Given task 1: Retype the part of the forum thread below starting at "Unless you live" and ending at "finishing the university.", keeping every character the same.

Extract:
* BEGIN *
Ouch! Cab fare starts lookin mighty cheap at that point:wink:


----------



## pragmatic_lee (Jan 19, 2008)

Mr. Black Magic said:


> Ouch! Cab fare starts lookin mighty cheap at that point:wink:


Unless you live so far back in the woods that sunlight has to be piped in. It didn't last long as the "oldest", who waited until she was 21 and her baby sister got her license, set up her own residency after her last summer at home after finishing the university. 

BTW: It was the "baby" that had the ticket who has become somewhat of a regular poster here in the Field forum. :tongue:


----------



## Prag Jr (Oct 16, 2008)

HEY PRAG!!

You got to tell my stuff??? Anyway, that was the ONLY ticket I ever got!! How many are you up to now??????:zip:

I still have your other daughter beat as well. I guess I can just lie better!:tongue:


----------



## pragmatic_lee (Jan 19, 2008)

JPrice said:


> HEY PRAG!!
> 
> You got to tell my stuff??? Anyway, that was the ONLY ticket I ever got!! * How many are you up to now??????*:zip:
> 
> I still have your other daughter beat as well. I guess I can just lie better!:tongue:


I have to run a lot of "emergency errands". At least now, when I drive "her" car it won't be a totally different experience (almost worked as an excuse a couple years ago).


----------



## Prag Jr (Oct 16, 2008)

pragmatic_lee said:


> I have to run a lot of "emergency errands". At least now, when I drive "her" car it won't be a totally different experience (almost worked as an excuse a couple years ago).


Excuses......but I guess you can't use the "I pregnant and really have to pee" lie. Oh well, no tickets on our insurance now!:tongue:


----------



## Mr. Black Magic (Sep 13, 2007)

JPrice said:


> Excuses......but I guess you can't use the "I pregnant and really have to pee" lie. Oh well, no tickets on our insurance now!:tongue:


He probably can't, but he just might be of the age where the prostate excuse will cover it NO cop in the world will argue that one:wink:


----------



## pragmatic_lee (Jan 19, 2008)

Mr. Black Magic said:


> He probably can't, but he just might be of the age where the prostate excuse will cover it NO cop in the world will argue that one:wink:


Ah, hadn't thought of that one: Hey, Mr. patrolman, wanna see my butt?


----------



## Prag Jr (Oct 16, 2008)
* END *
Given task 2: Find every line in the records below that contains the string "white", and copy each of those lines. Case counts.

Data shown:
* BEGIN *
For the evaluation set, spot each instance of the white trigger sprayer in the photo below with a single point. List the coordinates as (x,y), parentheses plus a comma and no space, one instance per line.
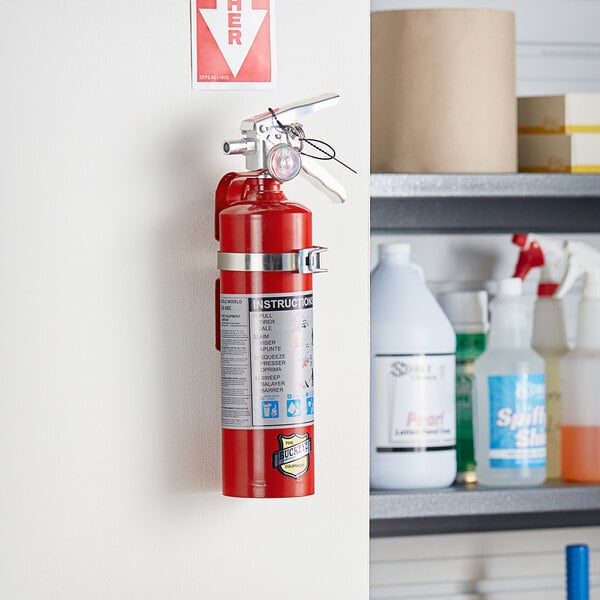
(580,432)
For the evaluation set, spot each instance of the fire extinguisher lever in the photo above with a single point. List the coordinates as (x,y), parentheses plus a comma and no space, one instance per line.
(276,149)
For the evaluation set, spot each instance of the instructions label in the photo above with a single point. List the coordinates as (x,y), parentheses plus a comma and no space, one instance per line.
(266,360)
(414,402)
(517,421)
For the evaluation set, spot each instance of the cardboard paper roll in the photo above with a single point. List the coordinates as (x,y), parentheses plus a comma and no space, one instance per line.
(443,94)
* END *
* BEGIN *
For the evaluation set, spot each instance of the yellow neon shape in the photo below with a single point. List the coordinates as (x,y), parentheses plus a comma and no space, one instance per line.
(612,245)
* END *
* BEGIN *
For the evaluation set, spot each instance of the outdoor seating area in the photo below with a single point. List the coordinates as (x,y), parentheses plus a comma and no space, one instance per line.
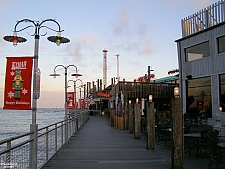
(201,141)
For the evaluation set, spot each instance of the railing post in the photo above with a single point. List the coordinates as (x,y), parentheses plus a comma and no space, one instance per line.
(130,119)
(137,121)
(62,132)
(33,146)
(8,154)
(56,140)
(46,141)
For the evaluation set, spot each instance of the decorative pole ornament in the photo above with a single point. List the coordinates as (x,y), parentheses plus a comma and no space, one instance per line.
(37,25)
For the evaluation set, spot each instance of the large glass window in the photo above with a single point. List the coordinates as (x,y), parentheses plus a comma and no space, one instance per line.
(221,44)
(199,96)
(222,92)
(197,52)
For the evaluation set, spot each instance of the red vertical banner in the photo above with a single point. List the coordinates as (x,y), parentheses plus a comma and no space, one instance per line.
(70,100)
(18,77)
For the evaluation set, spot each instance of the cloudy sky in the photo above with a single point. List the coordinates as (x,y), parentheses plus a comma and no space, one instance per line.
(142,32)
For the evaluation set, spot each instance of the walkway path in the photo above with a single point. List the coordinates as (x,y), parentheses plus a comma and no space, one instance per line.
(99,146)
* END *
Exercise output 1:
Unless you live so far back in the woods that sunlight has to be piped in. It didn't last long as the "oldest", who waited until she was 21 and her baby sister got her license, set up her own residency after her last summer at home after finishing the university.

Exercise output 2:
For the evaluation set, spot each instance of the white trigger sprayer in the photo below with a single point. List the coordinates as (x,y), parentheses plus a comma and no space, one instance per line.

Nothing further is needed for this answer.